» **GIVEN ENTRIES**
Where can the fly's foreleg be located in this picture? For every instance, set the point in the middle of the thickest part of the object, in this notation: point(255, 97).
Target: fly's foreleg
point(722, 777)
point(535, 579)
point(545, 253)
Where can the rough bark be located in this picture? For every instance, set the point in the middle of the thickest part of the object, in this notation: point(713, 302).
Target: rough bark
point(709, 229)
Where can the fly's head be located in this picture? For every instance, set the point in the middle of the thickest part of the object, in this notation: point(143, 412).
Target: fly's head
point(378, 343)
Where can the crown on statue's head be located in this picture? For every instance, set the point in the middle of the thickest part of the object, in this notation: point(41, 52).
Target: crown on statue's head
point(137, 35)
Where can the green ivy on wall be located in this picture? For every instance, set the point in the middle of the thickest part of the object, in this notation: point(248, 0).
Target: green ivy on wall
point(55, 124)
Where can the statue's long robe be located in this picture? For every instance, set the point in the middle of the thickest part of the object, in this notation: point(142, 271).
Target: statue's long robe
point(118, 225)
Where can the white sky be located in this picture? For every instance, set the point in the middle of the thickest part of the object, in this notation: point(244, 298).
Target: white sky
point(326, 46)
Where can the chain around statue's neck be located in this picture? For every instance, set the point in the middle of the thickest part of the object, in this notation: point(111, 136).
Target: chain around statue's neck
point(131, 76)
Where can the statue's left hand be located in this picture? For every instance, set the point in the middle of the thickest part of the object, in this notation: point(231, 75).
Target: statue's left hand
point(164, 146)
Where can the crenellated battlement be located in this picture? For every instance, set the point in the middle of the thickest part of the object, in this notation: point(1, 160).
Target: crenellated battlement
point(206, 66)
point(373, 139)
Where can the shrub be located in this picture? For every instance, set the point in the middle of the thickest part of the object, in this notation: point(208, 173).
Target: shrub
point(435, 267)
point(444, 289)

» **THE REQUEST**
Rewrite the whole listing above, switching every "thickest part" to "widest part" and leaving everything else the same.

» **ANSWER TO THIS EXERCISE**
Where can the fly's foreleg be located in this picture? For every instance, set the point in the middle of the widest part of the object, in this notation: point(255, 97).
Target: fly's foreleg
point(722, 777)
point(535, 579)
point(545, 253)
Where can the rough bark be located in this picture? For every instance, set the point in the middle of the widest part of the object, in this notation: point(713, 302).
Target: rough bark
point(709, 229)
Where can the fly's head be located in this picture? For every instance, set the point in the middle of the widest part of the object, in this notation: point(143, 412).
Target: fly's head
point(378, 343)
Where can the crown on statue's head be located in this picture? For every instance, set the point in the middle of the widest part of the object, in this notation: point(41, 52).
Target: crown on statue's head
point(137, 35)
Where can the green ivy on wall be located in this picture? For every instance, set the point in the middle of the widest part of the object, in this notation: point(248, 0).
Target: green ivy on wall
point(55, 124)
Where can the statue's long robe be located in this picture? For every instance, set the point in the middle of the widest part of the object, in this notation: point(142, 271).
Target: statue's long robe
point(118, 225)
Where can the white sky be located in this picture? For every instance, set the point in the middle of the widest part of the object, in this notation: point(244, 298).
Target: white sky
point(326, 46)
Where can the chain around statue's neck be located in this picture? For every instance, set the point in the middle of the widest part of the object, in this notation: point(111, 136).
Target: chain around statue's neck
point(131, 76)
Where can the statue's left hand be located in this picture? For every instance, set the point in the middle of the widest part of the object, in this notation: point(231, 75).
Target: statue's left hand
point(164, 146)
Where can the crenellated battlement be located in this picture? For every instance, set the point in the middle of the widest part of the object, in this notation: point(1, 160).
Target: crenellated battlement
point(206, 66)
point(373, 139)
Where can the shrub be located in this picture? For every instance, set the point in the middle of the widest part of the object, in this notation: point(208, 173).
Target: shrub
point(435, 267)
point(444, 289)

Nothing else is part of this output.